* Leestekst:
......

ECLI:NL:CBB:2015:86

College van Beroep voor het bedrijfsleven

Datum uitspraak
9 maart 2015
Publicatiedatum
26 maart 2015
Zaaknummer
AWB 15/147
Instantie
College van Beroep voor het bedrijfsleven
Type
Uitspraak
Rechtsgebied
Bestuursrecht
Procedures
  • Voorlopige voorziening
Vindplaatsen
  • Rechtspraak.nl
AI samenvatting door LexboostAutomatisch gegenereerd

Last onder bestuursdwang opgelegd aan verzoekster wegens overtredingen van de Wet dieren

In deze zaak heeft het College van Beroep voor het bedrijfsleven op 9 maart 2015 uitspraak gedaan over een verzoek om voorlopige voorziening van verzoekster, die een last onder bestuursdwang had ontvangen van de Staatsecretaris van Economische Zaken. De last was opgelegd wegens overtredingen van de Wet dieren, waarbij de gezondheid en het welzijn van de dieren in het geding waren. Verzoekster had bezwaar gemaakt tegen de primaire besluiten van 22 oktober 2014, 23 december 2014 en 9 februari 2015, en verzocht om teruggave van de in beslag genomen dieren. Tijdens de zitting op 5 maart 2015 werd vastgesteld dat verzoekster een spoedeisend belang had bij de teruggave, gezien de oplopende kosten van opvang. De voorzieningenrechter overwoog dat de overtredingen van de Wet dieren door verzoekster voldoende waren vastgesteld, en dat de last onder bestuursdwang rechtmatig was opgelegd. De voorzieningenrechter concludeerde dat de belangen van de gezondheid en het welzijn van de dieren zwaarder wogen dan de belangen van verzoekster bij teruggave van de dieren. Daarom werd het verzoek om voorlopige voorziening afgewezen. De uitspraak benadrukt de zorgvuldigheid die vereist is bij het handhaven van de Wet dieren en de verantwoordelijkheden van dierenhouders.

Uitspraak

COLLEGE VAN BEROEP VOOR HET BEDRIJFSLEVEN

zaaknummer: 15/147
11351
uitspraak van de voorzieningenrechter van 9 maart 2015 op het verzoek om voorlopige voorziening in de zaak tussen

[naam 1], te [plaats 1], verzoekster

(gemachtigde: mr. M.R. Backer),
en

de Staatsecretaris van Economische Zaken, verweerder

(gemachtigde: mr. J.H. Verheul-Verkaik.

Procesverloop

Bij besluiten van 22 oktober 2014, 23 december 2014 en 9 februari 2015 (de primaire besluiten) heeft verweerder aan verzoekster een last onder bestuursdwang opgelegd wegens overtredingen van de Wet dieren. Daarbij heeft verweerder aan verzoekster maatregelen opgelegd.
Verzoekster heeft tegen de primaire besluiten bezwaar gemaakt. Zij heeft de voorzieningenrechter verzocht om een voorlopige voorziening te treffen, ertoe strekkende dat de door verweerder meegevoerde en in bewaring genomen dieren aan haar worden teruggegeven.

......

* Gegevenslijst:
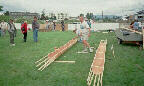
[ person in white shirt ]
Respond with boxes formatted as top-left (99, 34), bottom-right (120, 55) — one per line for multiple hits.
top-left (79, 16), bottom-right (93, 52)
top-left (0, 20), bottom-right (7, 36)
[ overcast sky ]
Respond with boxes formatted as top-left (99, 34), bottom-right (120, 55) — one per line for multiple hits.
top-left (0, 0), bottom-right (144, 16)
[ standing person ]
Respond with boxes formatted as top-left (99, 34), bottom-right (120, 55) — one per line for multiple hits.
top-left (8, 19), bottom-right (16, 46)
top-left (61, 20), bottom-right (65, 31)
top-left (53, 21), bottom-right (56, 31)
top-left (0, 22), bottom-right (1, 37)
top-left (32, 16), bottom-right (40, 42)
top-left (21, 21), bottom-right (27, 42)
top-left (0, 20), bottom-right (7, 36)
top-left (46, 21), bottom-right (49, 30)
top-left (79, 16), bottom-right (93, 52)
top-left (12, 20), bottom-right (17, 37)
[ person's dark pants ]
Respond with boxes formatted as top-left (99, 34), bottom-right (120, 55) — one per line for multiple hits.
top-left (62, 26), bottom-right (64, 31)
top-left (9, 32), bottom-right (14, 44)
top-left (23, 32), bottom-right (27, 42)
top-left (14, 31), bottom-right (17, 37)
top-left (33, 28), bottom-right (38, 42)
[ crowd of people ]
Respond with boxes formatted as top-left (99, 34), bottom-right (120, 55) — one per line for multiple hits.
top-left (45, 20), bottom-right (65, 31)
top-left (0, 16), bottom-right (93, 52)
top-left (0, 17), bottom-right (40, 46)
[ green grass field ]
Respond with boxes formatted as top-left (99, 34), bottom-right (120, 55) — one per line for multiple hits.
top-left (0, 32), bottom-right (144, 86)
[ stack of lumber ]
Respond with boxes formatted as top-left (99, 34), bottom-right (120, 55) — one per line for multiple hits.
top-left (87, 40), bottom-right (107, 86)
top-left (35, 37), bottom-right (77, 71)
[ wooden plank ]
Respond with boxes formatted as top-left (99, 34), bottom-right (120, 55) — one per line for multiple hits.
top-left (54, 61), bottom-right (75, 63)
top-left (123, 28), bottom-right (142, 34)
top-left (142, 27), bottom-right (144, 49)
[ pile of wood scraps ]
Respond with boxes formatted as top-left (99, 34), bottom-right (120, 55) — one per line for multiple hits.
top-left (35, 37), bottom-right (77, 71)
top-left (87, 40), bottom-right (107, 86)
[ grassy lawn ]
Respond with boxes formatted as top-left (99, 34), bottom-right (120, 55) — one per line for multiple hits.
top-left (0, 32), bottom-right (144, 86)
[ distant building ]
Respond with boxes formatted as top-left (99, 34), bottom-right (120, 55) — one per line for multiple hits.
top-left (9, 12), bottom-right (40, 18)
top-left (69, 17), bottom-right (79, 20)
top-left (46, 13), bottom-right (69, 20)
top-left (126, 10), bottom-right (144, 21)
top-left (56, 13), bottom-right (69, 20)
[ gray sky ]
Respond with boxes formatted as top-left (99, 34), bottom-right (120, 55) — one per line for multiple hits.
top-left (0, 0), bottom-right (144, 16)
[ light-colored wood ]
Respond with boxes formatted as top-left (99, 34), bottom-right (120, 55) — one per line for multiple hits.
top-left (35, 37), bottom-right (77, 71)
top-left (87, 40), bottom-right (107, 86)
top-left (54, 61), bottom-right (75, 63)
top-left (123, 28), bottom-right (142, 34)
top-left (142, 27), bottom-right (144, 49)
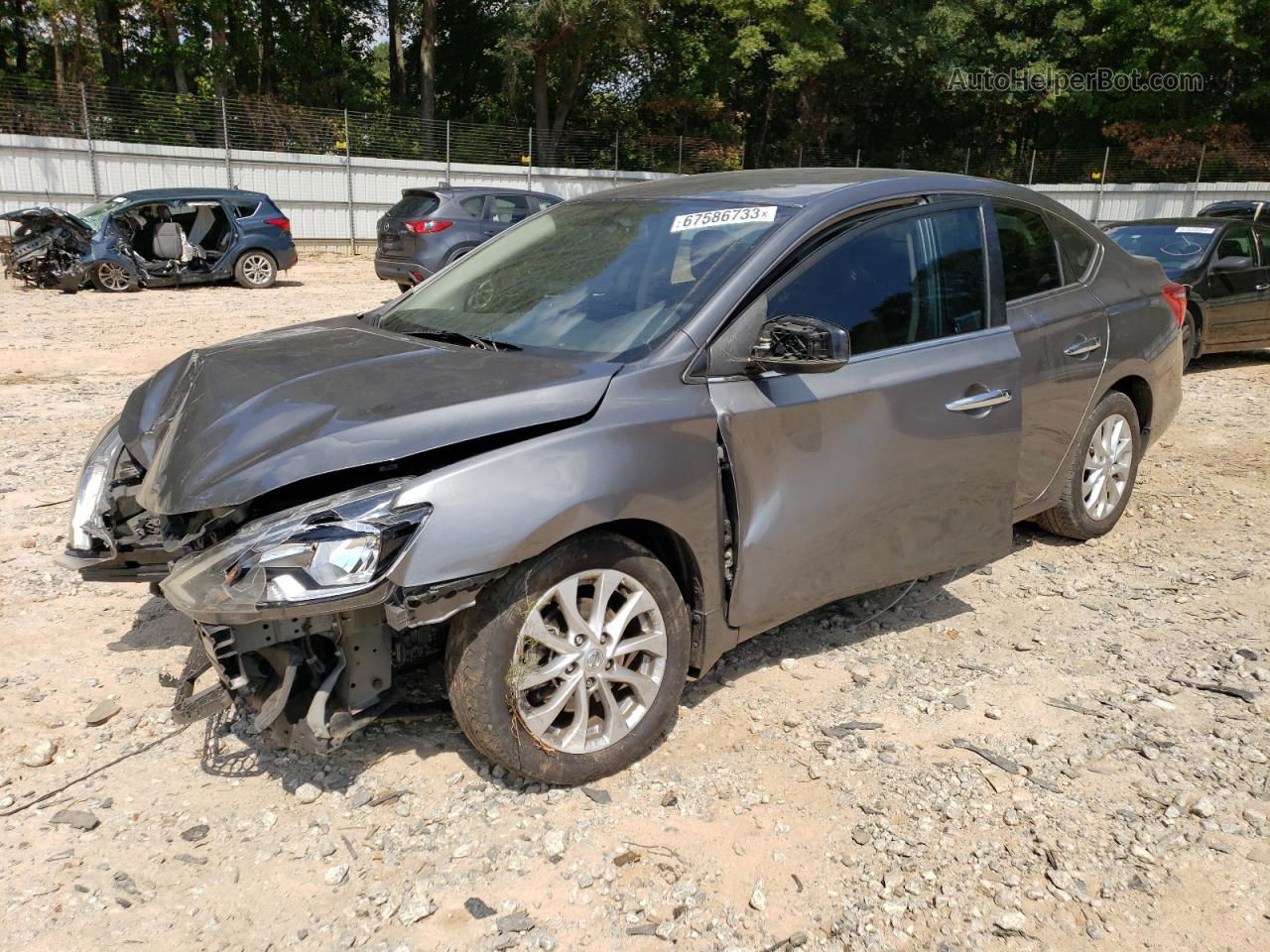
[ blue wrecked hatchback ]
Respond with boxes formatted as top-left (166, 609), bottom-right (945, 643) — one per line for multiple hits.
top-left (0, 187), bottom-right (298, 292)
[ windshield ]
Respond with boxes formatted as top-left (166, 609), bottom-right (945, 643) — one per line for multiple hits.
top-left (380, 198), bottom-right (791, 361)
top-left (1107, 225), bottom-right (1219, 278)
top-left (75, 195), bottom-right (128, 231)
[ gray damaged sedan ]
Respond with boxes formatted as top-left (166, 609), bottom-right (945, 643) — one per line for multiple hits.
top-left (67, 171), bottom-right (1185, 783)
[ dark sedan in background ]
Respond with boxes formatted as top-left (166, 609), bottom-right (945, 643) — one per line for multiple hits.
top-left (1106, 218), bottom-right (1270, 363)
top-left (375, 185), bottom-right (560, 291)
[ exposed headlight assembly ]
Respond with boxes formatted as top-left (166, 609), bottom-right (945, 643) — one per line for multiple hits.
top-left (162, 480), bottom-right (432, 622)
top-left (67, 416), bottom-right (123, 556)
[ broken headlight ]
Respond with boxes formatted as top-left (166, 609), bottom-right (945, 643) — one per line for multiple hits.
top-left (67, 416), bottom-right (123, 556)
top-left (163, 480), bottom-right (432, 618)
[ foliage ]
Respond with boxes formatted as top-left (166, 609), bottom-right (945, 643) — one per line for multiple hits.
top-left (0, 0), bottom-right (1270, 159)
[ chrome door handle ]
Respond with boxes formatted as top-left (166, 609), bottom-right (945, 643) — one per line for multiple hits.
top-left (944, 390), bottom-right (1015, 414)
top-left (1063, 337), bottom-right (1102, 357)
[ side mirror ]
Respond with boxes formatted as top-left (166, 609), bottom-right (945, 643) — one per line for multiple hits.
top-left (749, 314), bottom-right (851, 373)
top-left (1212, 255), bottom-right (1252, 272)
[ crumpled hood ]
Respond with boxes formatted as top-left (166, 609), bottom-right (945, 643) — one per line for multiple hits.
top-left (0, 205), bottom-right (92, 239)
top-left (119, 323), bottom-right (617, 516)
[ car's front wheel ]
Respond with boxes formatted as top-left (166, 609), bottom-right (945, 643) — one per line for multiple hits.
top-left (445, 534), bottom-right (690, 784)
top-left (234, 251), bottom-right (278, 290)
top-left (1036, 390), bottom-right (1142, 539)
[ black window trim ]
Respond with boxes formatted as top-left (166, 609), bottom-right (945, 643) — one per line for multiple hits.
top-left (700, 193), bottom-right (1010, 382)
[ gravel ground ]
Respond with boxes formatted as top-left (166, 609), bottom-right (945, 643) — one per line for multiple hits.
top-left (0, 255), bottom-right (1270, 952)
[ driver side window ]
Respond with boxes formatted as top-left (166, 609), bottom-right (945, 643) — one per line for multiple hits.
top-left (1216, 227), bottom-right (1257, 266)
top-left (767, 208), bottom-right (988, 354)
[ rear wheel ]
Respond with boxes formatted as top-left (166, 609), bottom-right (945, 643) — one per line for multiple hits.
top-left (1036, 390), bottom-right (1142, 539)
top-left (234, 251), bottom-right (278, 290)
top-left (90, 262), bottom-right (137, 295)
top-left (445, 534), bottom-right (689, 784)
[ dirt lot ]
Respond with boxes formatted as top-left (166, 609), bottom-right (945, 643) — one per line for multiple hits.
top-left (0, 257), bottom-right (1270, 952)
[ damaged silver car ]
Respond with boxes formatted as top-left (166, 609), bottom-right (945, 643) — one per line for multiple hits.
top-left (0, 187), bottom-right (298, 294)
top-left (67, 169), bottom-right (1185, 783)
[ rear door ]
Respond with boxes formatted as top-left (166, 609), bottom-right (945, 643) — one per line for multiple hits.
top-left (708, 200), bottom-right (1020, 632)
top-left (1204, 222), bottom-right (1270, 346)
top-left (993, 200), bottom-right (1110, 508)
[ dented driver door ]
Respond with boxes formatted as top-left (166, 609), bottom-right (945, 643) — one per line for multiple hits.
top-left (708, 202), bottom-right (1021, 635)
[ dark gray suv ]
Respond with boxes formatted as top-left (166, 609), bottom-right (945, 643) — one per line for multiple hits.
top-left (67, 169), bottom-right (1187, 783)
top-left (375, 187), bottom-right (560, 291)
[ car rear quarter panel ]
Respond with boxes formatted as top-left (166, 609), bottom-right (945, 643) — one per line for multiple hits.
top-left (1092, 249), bottom-right (1183, 441)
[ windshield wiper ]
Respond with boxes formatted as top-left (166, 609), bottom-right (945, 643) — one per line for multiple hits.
top-left (398, 327), bottom-right (521, 353)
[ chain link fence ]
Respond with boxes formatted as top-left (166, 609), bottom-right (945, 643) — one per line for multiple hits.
top-left (0, 77), bottom-right (1270, 185)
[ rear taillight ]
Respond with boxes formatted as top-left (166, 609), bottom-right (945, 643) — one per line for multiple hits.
top-left (1161, 281), bottom-right (1187, 327)
top-left (401, 218), bottom-right (453, 235)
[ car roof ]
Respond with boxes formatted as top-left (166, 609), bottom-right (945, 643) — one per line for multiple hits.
top-left (577, 168), bottom-right (1057, 208)
top-left (119, 187), bottom-right (268, 202)
top-left (1204, 198), bottom-right (1270, 208)
top-left (401, 185), bottom-right (560, 199)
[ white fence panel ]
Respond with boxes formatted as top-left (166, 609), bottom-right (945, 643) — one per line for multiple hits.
top-left (0, 133), bottom-right (673, 244)
top-left (0, 133), bottom-right (1270, 239)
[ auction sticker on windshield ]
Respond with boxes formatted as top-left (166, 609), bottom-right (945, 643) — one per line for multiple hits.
top-left (671, 204), bottom-right (776, 234)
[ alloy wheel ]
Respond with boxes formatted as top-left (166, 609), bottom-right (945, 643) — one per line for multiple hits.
top-left (1080, 414), bottom-right (1133, 520)
top-left (242, 255), bottom-right (273, 285)
top-left (508, 568), bottom-right (667, 754)
top-left (96, 262), bottom-right (128, 291)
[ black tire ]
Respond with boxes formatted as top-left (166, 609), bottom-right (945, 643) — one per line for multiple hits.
top-left (1183, 311), bottom-right (1199, 371)
top-left (445, 532), bottom-right (690, 785)
top-left (234, 248), bottom-right (278, 291)
top-left (89, 262), bottom-right (140, 295)
top-left (1036, 390), bottom-right (1142, 539)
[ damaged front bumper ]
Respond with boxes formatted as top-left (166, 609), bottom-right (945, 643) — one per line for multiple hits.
top-left (173, 572), bottom-right (500, 754)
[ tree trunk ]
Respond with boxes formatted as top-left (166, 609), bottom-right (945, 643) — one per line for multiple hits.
top-left (534, 50), bottom-right (553, 151)
top-left (49, 14), bottom-right (66, 89)
top-left (13, 0), bottom-right (27, 73)
top-left (159, 0), bottom-right (190, 95)
top-left (389, 0), bottom-right (405, 108)
top-left (419, 0), bottom-right (437, 122)
top-left (255, 0), bottom-right (274, 96)
top-left (92, 0), bottom-right (123, 86)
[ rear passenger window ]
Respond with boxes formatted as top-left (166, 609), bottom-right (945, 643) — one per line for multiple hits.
top-left (1216, 228), bottom-right (1257, 264)
top-left (1257, 228), bottom-right (1270, 268)
top-left (993, 203), bottom-right (1062, 300)
top-left (1047, 214), bottom-right (1098, 285)
top-left (489, 195), bottom-right (530, 225)
top-left (767, 208), bottom-right (988, 354)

......

* Opdracht 1: Geef een stuk uit de leestekst woord voor woord terug. Begin bij de woorden "Procesverloop" en stop na de woorden "verzoekster maatregelen opgelegd.".
* Opdracht 2:
Beantwoord met de leestekst deze vragen:
(a) Op welke datum werd de leestekst gepubliceerd?
(b) Wie was de gemachtigde van verzoekster?
(c) Op welke datum was de zitting?

* Antwoord 1:
Procesverloop

Bij besluiten van 22 oktober 2014, 23 december 2014 en 9 februari 2015 (de primaire besluiten) heeft verweerder aan verzoekster een last onder bestuursdwang opgelegd wegens overtredingen van de Wet dieren. Daarbij heeft verweerder aan verzoekster maatregelen opgelegd.

* Antwoord 2:
(a) 26 maart 2015
(b) mr. M.R. Backer
(c) 5 maart 2015